Exercise material
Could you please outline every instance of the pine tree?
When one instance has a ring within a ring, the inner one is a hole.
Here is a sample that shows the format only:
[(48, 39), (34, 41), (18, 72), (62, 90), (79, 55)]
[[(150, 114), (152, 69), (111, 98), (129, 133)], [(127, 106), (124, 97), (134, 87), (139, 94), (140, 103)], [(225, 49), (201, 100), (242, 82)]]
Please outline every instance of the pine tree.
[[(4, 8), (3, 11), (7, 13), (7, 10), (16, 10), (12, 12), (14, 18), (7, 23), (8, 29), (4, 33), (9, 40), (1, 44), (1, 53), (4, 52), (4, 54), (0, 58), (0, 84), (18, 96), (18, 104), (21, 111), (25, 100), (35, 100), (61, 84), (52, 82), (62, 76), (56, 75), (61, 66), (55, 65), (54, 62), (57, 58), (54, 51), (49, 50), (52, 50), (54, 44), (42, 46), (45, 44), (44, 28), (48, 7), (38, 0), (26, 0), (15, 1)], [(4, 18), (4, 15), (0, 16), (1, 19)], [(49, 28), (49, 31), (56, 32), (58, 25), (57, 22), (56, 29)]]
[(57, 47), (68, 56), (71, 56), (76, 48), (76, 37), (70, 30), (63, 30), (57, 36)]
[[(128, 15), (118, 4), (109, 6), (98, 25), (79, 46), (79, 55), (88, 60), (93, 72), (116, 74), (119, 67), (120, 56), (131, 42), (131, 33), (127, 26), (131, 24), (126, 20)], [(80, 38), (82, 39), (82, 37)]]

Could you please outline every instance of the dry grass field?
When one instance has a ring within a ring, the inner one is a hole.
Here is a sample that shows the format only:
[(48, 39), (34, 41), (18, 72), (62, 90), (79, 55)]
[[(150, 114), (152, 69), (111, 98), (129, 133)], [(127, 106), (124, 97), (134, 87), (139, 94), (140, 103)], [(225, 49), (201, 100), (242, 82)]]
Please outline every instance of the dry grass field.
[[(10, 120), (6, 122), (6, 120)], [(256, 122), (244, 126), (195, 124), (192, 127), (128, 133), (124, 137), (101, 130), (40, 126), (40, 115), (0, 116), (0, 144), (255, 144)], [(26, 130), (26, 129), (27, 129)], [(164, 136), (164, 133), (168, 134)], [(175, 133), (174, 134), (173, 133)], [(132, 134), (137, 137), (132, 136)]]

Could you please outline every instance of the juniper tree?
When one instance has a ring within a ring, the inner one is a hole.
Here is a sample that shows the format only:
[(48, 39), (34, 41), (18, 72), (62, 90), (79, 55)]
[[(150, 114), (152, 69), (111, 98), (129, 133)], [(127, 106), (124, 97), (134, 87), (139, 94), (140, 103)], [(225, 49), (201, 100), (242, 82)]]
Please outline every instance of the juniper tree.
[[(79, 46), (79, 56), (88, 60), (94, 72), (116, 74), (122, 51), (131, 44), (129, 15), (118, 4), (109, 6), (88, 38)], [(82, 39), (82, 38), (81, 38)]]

Exercise aim
Using the data above, output each line exactly.

Response to the exercise
Could you please outline every instance of the pine tree?
When one instance has a ring within a ring, the inner one is a hole.
Here is a sample that shows the format only:
[(48, 39), (34, 41), (18, 72), (62, 90), (79, 55)]
[[(150, 114), (152, 69), (111, 98), (129, 133)], [(127, 106), (124, 97), (134, 87), (139, 94), (140, 103)], [(225, 49), (201, 100), (242, 82)]]
Please outline every instance of the pine tree.
[[(4, 8), (3, 11), (7, 13), (7, 10), (16, 10), (12, 12), (14, 18), (7, 23), (8, 29), (4, 33), (9, 40), (1, 44), (1, 53), (4, 52), (4, 54), (0, 58), (0, 84), (18, 96), (18, 104), (21, 111), (25, 100), (35, 100), (61, 84), (52, 82), (62, 76), (56, 75), (61, 66), (55, 65), (54, 62), (57, 58), (54, 51), (49, 50), (52, 50), (54, 44), (42, 46), (45, 44), (44, 28), (48, 7), (38, 0), (26, 0), (15, 1)], [(4, 18), (4, 15), (0, 16), (1, 19)], [(49, 28), (49, 31), (56, 32), (58, 25), (57, 22), (56, 29)]]
[(57, 47), (68, 56), (71, 56), (76, 48), (76, 37), (70, 30), (63, 30), (57, 36)]
[[(128, 15), (118, 4), (109, 6), (98, 25), (79, 46), (79, 55), (88, 60), (93, 72), (116, 74), (119, 67), (120, 56), (131, 42), (131, 33), (127, 26), (131, 24), (126, 20)], [(80, 38), (82, 39), (82, 37)]]

Could you please outline every instance of the dry grass field?
When one instance has a ring within a ring, the inner one is a hole.
Here is a sample that shows the format only:
[(48, 39), (34, 41), (18, 72), (62, 90), (79, 55)]
[[(150, 114), (152, 69), (111, 98), (129, 133)], [(127, 106), (124, 97), (134, 87), (139, 94), (140, 103)], [(225, 49), (201, 100), (242, 82)]]
Please outline every instance of the dry grass field.
[[(10, 120), (6, 122), (6, 120)], [(256, 122), (244, 126), (195, 124), (192, 127), (128, 133), (124, 137), (101, 130), (40, 126), (40, 115), (0, 116), (0, 144), (255, 144)], [(26, 130), (26, 129), (27, 129)], [(164, 136), (164, 133), (168, 134)], [(175, 133), (174, 134), (173, 133)], [(132, 134), (137, 137), (132, 136)]]

Could you please outline every instance of the juniper tree?
When one instance has a ring within a ring, the inner one is a hole.
Here is a sample that shows the format only:
[(48, 39), (34, 41), (18, 72), (62, 90), (79, 55)]
[[(150, 114), (152, 69), (111, 98), (129, 133)], [(127, 106), (124, 97), (134, 87), (139, 94), (140, 103)], [(225, 49), (201, 100), (242, 82)]]
Please outline every instance of the juniper tree.
[[(79, 46), (79, 56), (88, 60), (94, 72), (116, 74), (122, 51), (131, 44), (129, 15), (118, 4), (109, 6), (88, 38)], [(82, 39), (82, 38), (81, 38)]]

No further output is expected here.